## Article
+++

Server admin log/Archive 9

From Wikitech
Jump to: navigation, search

Template:Topnavbar

28 March 01:48 (UTC, purge)

hourly traffic rate | Squid stats

Ganglia: A|S


November 28

  • 19:58 brion: ragweed is down (no ping), OTRS dead
  • 14:35 ævar: Site crashed because of insufficient sanity checks, my bad.
  • 14:30 Domas: srv62 tugela crashed, no core dump yet, if crashes persist will need some poking, either code, or srv62. mcelog empty.
tugela-fc3-x64[3634]: segfault at 00000000010e1000 rip 0000003a781716e0 rsp 0000007fbffff668 error 6
  • 00:44 ævar: Changed the project name and metanamespace for iswikibooks to Wikiorðabók
  • 00:00 Domas: oops, ran tugela on srv51-srv54,srv56-srv69 instead of memcached, will see how it performs/scales/...

November 27

  • 23:21 hashar: thanks to palica : updated Server inventory bot to add a link to ganglia.

+++

(Pointing records for named objects)

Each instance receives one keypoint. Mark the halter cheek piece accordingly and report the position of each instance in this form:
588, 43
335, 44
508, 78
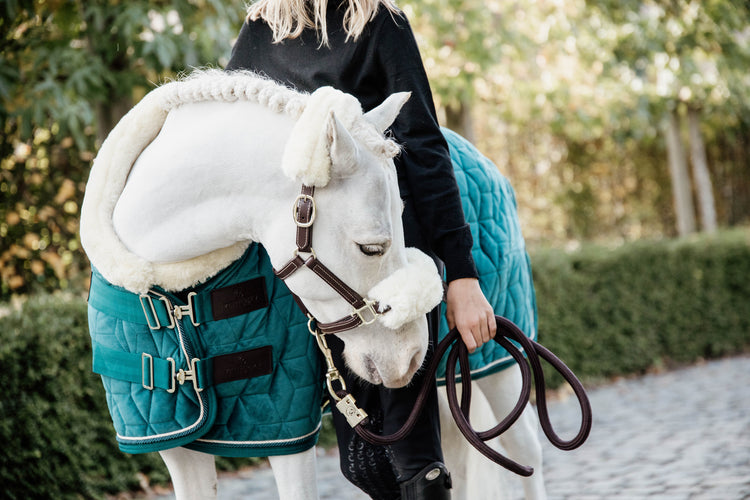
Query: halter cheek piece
364, 311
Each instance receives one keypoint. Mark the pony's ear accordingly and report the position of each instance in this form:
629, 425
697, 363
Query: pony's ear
383, 115
342, 146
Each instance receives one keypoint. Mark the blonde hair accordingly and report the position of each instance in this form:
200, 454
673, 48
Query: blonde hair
288, 18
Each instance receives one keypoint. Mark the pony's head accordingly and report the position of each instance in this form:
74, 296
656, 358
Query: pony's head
358, 236
191, 174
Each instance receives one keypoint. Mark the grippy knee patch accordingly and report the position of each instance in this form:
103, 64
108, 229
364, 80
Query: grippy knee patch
368, 467
431, 483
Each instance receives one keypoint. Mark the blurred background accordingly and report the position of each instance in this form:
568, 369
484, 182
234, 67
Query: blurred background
624, 127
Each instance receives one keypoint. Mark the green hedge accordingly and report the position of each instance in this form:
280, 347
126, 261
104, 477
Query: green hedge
604, 312
648, 304
57, 435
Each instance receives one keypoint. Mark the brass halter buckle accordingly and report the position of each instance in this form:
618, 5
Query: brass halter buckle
295, 210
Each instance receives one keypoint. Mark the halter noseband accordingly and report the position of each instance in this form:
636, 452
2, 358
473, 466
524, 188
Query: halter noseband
364, 311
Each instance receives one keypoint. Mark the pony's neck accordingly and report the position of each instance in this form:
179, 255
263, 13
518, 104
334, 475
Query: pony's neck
210, 179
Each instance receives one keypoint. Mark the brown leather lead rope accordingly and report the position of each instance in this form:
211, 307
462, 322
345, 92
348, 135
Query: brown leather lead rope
506, 331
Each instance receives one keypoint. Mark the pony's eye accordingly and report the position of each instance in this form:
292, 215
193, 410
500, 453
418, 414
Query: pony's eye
374, 249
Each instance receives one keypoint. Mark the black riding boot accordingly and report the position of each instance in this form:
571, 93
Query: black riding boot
431, 483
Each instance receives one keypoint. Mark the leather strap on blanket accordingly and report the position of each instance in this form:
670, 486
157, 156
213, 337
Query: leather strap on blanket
152, 372
156, 311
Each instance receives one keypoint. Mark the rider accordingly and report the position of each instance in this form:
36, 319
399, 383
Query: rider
367, 48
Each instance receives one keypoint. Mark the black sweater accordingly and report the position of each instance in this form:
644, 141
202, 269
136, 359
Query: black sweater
384, 60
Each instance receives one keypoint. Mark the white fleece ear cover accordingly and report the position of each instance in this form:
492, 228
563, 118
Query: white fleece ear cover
410, 292
307, 156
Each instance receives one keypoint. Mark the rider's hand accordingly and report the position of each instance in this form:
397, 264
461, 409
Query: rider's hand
468, 309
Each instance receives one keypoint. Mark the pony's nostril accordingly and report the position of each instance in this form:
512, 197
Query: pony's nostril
375, 248
372, 370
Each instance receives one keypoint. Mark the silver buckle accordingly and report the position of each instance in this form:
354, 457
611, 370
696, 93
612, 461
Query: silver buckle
172, 384
150, 385
369, 306
188, 310
167, 304
183, 376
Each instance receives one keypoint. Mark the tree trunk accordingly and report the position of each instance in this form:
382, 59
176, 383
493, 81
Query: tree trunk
678, 170
459, 120
703, 185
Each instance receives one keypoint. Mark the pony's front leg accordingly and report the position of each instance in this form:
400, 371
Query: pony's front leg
295, 475
521, 441
193, 473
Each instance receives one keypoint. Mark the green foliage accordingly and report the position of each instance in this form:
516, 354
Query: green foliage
615, 312
57, 434
58, 440
603, 312
68, 72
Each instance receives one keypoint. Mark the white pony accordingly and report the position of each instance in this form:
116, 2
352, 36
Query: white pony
201, 167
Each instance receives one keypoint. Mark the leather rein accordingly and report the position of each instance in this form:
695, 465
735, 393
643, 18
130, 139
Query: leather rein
366, 311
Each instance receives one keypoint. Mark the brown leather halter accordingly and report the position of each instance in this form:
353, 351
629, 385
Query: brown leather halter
367, 311
364, 311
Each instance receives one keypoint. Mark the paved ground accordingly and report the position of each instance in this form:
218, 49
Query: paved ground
683, 434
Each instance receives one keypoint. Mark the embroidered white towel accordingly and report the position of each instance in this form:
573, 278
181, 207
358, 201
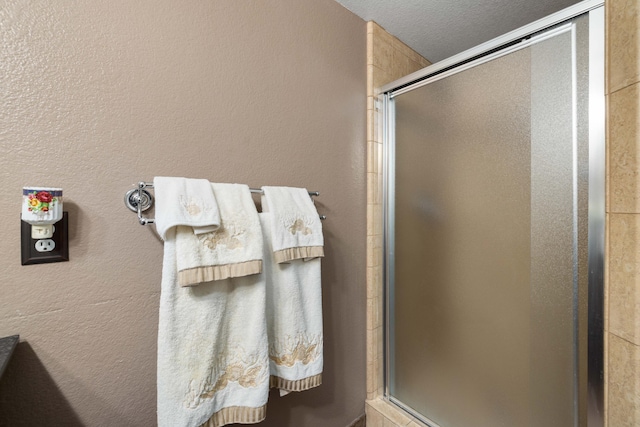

+++

## Required work
• 1. Reproduce the part of the server admin log that starts with "tugela-fc3-x64[3634]: segfault at" and goes on through "how it performs/scales/...".
• 2. Identify each line of the listing that includes the string "rope", and copy those lines.

## Outputs in order
• 1.
tugela-fc3-x64[3634]: segfault at 00000000010e1000 rip 0000003a781716e0 rsp 0000007fbffff668 error 6
  • 00:44 ævar: Changed the project name and metanamespace for iswikibooks to Wikiorðabók
  • 00:00 Domas: oops, ran tugela on srv51-srv54,srv56-srv69 instead of memcached, will see how it performs/scales/...

• 2.
Each instance receives one keypoint. Mark the brown leather lead rope accordingly and report the position of each instance in this form:
Query: brown leather lead rope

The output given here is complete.